Labeled contour entries
============
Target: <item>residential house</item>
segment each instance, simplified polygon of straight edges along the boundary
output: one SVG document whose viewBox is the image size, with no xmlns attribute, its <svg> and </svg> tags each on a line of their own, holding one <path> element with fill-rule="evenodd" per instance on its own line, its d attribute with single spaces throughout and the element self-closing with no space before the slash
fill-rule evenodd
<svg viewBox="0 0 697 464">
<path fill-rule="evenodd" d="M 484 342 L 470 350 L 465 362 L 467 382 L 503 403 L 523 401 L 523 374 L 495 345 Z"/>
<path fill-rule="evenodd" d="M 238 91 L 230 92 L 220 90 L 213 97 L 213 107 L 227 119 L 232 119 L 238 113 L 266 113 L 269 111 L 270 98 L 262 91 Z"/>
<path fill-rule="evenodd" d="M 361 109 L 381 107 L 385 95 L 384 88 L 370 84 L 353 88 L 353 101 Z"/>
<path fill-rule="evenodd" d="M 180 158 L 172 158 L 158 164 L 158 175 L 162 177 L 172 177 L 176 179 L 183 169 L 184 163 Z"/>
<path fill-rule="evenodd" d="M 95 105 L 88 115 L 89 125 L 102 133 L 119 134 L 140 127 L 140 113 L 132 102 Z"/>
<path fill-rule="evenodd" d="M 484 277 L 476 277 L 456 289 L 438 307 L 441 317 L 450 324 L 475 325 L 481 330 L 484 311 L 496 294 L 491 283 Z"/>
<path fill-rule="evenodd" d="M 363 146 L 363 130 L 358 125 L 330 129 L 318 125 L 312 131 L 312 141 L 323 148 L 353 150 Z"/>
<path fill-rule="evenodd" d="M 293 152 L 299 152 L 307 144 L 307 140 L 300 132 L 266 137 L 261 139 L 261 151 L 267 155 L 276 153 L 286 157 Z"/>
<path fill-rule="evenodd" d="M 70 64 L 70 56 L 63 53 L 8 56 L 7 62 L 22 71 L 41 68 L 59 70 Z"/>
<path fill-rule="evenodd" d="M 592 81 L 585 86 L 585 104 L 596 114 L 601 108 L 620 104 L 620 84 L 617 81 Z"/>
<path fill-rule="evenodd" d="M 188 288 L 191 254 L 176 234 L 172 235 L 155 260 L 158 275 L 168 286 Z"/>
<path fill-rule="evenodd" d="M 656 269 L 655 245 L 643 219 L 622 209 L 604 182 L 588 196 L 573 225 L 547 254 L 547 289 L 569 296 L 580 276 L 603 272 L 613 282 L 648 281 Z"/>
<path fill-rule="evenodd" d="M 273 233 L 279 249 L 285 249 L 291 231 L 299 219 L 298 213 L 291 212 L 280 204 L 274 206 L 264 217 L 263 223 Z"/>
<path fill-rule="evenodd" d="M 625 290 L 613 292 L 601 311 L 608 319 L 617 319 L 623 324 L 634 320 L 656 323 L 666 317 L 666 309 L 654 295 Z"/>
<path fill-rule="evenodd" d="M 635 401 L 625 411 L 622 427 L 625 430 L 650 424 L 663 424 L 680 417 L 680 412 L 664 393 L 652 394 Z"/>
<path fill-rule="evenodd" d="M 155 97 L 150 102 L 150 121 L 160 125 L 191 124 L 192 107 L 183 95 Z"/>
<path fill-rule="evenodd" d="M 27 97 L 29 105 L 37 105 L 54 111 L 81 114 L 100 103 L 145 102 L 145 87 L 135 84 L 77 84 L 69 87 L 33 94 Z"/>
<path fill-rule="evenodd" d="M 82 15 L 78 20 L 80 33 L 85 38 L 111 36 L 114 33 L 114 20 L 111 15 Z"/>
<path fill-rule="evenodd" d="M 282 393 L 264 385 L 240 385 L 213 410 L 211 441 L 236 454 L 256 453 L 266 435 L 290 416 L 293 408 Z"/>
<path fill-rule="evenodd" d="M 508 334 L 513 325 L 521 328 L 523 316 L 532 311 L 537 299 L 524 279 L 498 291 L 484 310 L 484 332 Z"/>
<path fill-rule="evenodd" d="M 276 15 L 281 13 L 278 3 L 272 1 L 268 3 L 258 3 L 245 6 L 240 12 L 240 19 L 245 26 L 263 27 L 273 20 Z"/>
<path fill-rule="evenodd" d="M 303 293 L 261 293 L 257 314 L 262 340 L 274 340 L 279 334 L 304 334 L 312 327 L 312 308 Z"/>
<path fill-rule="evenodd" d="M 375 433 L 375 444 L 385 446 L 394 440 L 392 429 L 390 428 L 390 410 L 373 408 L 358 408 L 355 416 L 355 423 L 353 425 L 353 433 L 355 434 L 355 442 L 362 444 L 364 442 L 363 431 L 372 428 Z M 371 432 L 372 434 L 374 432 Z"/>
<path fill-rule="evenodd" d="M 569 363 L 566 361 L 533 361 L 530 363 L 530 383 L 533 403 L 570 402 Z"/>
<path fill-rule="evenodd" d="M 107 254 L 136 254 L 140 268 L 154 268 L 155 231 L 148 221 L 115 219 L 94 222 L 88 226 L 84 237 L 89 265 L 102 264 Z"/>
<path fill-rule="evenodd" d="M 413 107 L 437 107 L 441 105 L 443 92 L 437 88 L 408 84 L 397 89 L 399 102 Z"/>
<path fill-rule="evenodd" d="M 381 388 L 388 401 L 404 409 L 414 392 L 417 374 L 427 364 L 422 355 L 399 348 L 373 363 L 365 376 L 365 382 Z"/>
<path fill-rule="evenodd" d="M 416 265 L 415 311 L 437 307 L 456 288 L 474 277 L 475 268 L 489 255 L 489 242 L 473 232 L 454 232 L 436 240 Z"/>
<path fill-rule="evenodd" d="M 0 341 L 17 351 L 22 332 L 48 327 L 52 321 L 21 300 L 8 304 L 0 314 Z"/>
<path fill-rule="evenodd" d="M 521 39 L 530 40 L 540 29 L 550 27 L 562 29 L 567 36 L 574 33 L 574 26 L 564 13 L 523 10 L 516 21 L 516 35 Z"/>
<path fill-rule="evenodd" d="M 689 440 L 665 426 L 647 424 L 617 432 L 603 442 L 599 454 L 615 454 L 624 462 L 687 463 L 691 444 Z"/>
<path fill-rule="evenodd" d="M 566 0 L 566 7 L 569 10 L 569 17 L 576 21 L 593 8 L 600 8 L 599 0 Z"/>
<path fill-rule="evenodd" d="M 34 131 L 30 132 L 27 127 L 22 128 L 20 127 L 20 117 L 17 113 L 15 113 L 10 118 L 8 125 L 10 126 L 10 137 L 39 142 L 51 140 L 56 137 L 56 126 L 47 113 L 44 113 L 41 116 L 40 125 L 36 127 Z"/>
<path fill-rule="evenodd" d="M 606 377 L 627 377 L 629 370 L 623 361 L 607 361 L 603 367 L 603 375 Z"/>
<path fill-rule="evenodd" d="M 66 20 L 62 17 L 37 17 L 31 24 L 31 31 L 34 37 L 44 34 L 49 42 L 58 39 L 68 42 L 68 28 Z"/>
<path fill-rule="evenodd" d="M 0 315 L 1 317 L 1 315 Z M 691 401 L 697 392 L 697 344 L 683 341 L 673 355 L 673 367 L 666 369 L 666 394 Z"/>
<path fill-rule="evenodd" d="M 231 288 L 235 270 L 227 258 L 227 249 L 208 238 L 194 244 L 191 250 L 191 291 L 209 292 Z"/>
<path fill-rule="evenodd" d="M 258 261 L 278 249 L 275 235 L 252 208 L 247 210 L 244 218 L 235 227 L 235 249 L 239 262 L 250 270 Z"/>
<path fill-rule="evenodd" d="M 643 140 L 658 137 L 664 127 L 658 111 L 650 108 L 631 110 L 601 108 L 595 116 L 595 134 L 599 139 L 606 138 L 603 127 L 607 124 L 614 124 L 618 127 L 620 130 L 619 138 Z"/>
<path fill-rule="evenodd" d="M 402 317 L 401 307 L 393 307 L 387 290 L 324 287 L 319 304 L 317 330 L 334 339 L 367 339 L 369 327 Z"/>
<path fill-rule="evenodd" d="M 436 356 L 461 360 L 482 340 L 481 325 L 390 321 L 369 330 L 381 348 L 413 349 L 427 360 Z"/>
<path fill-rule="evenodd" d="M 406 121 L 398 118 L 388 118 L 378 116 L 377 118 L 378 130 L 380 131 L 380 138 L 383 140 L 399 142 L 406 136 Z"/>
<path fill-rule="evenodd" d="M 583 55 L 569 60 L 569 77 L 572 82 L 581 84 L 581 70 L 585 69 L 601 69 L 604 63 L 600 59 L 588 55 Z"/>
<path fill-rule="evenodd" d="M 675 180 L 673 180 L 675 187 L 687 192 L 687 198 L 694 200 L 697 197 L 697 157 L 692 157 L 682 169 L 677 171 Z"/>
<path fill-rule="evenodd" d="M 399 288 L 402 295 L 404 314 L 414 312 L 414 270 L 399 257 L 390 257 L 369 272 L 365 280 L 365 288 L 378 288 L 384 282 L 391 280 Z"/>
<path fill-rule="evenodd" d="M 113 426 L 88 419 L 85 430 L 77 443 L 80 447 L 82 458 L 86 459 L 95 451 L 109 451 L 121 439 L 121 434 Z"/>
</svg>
============
Return every line of the items above that contains the word "each", treating uppercase and lowercase as distinct.

segment each instance, simplified polygon of straight edges along the boundary
output: one SVG document whose viewBox is the image size, with no xmlns attribute, its <svg> and </svg> tags each on a line of their own, holding one <path> element with fill-rule="evenodd" per instance on its own line, its d attribute with single spaces throughout and the element self-closing with no space before the slash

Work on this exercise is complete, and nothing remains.